[Start of Attachment]

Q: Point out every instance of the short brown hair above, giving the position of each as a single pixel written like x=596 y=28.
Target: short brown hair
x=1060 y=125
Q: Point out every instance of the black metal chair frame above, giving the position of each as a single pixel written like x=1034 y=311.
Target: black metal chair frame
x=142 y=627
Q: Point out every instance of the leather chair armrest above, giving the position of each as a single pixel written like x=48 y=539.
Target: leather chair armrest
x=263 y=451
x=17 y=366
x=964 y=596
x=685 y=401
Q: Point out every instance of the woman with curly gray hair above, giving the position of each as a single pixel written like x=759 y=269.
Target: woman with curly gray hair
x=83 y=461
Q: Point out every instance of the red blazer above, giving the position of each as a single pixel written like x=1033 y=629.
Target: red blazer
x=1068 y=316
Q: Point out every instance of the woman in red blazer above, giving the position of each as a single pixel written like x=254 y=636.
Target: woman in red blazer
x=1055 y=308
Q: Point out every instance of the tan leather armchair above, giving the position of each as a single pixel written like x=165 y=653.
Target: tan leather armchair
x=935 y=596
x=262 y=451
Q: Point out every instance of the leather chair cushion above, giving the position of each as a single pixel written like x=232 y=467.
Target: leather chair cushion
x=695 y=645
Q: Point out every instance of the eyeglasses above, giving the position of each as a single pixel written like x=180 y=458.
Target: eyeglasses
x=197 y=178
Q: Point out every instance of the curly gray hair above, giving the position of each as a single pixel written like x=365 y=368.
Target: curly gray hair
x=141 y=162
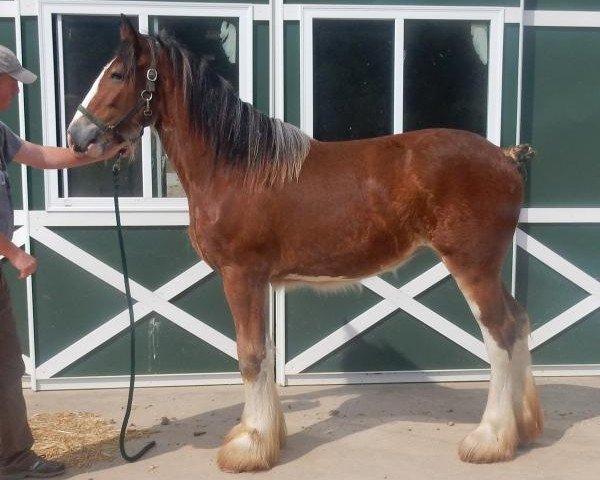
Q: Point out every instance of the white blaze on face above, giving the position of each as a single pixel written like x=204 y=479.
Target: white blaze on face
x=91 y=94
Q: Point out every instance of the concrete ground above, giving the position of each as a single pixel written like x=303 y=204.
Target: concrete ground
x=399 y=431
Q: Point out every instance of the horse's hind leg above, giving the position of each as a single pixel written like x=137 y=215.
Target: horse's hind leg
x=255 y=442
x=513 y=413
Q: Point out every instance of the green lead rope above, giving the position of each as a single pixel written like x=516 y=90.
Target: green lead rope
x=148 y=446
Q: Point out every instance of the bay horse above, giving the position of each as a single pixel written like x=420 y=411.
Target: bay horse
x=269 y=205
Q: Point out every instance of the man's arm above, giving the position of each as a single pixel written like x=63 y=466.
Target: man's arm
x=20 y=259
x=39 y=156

[End of Attachment]

Pictures stay out of the answer; the rest of the listing above is returned exactly.

Solution to this task:
Q: Point out every instance of the short brown hair above, giving the position of each as a single pixel written like x=596 y=28.
Target: short brown hair
x=1060 y=125
Q: Point out every instance of the black metal chair frame above, giving the position of each as a single pixel written like x=1034 y=311.
Target: black metal chair frame
x=142 y=627
Q: Point out every instance of the leather chair armrest above, giving the position of each as a single pixel written like x=48 y=539.
Target: leather chair armrest
x=263 y=451
x=17 y=366
x=964 y=596
x=685 y=401
Q: Point out every instance of the woman with curly gray hair above, giving the position of each as a single pixel written like x=759 y=269.
Target: woman with curly gray hair
x=83 y=461
Q: Point out every instance of the red blazer above, giving the position of each as a single pixel written like x=1033 y=629.
Target: red blazer
x=1068 y=316
Q: Point out every instance of the woman in red blazer above, giving the position of each as a single pixel written like x=254 y=636.
Target: woman in red blazer
x=1055 y=308
Q: Point out every instance of the tan leather armchair above, giving the position of each as a single pixel written like x=165 y=653.
Target: tan leather armchair
x=935 y=596
x=262 y=451
Q: Point out every instance of the leather chair cushion above, giving the position of each as a single pixel written like x=232 y=467.
Target: leather chair cushion
x=695 y=645
Q: Point out every instance of the eyeglasses above, giving the position of each as a single pixel written like x=180 y=458.
Target: eyeglasses
x=197 y=178
Q: Point out every instance of the curly gray hair above, giving the position of each as a single pixel written like x=365 y=368.
Target: curly gray hair
x=141 y=162
Q: Point out every instance of the white blaze on face above, giving the position of each as a single pixel written like x=204 y=479.
Target: white blaze on face
x=91 y=94
Q: Point out every instance of the concrete ground above, giving the position of each as a single pixel written like x=303 y=204.
Target: concrete ground
x=399 y=431
Q: Point out every instance of the horse's hind leg above, giving the position of each as a single pixel written like x=137 y=215.
Target: horse's hind leg
x=255 y=442
x=513 y=413
Q: Point out every instance of the green lead rope above, giving the position of each as a single pixel written like x=516 y=90.
Target: green lead rope
x=148 y=446
Q: Point out every instance of the bay horse above, giving the position of each as a single pixel written like x=420 y=411.
Target: bay horse
x=269 y=205
Q: Point out every instance of the man's arm above, giving the position of each as a single pixel written like x=63 y=466.
Target: man's arm
x=20 y=259
x=39 y=156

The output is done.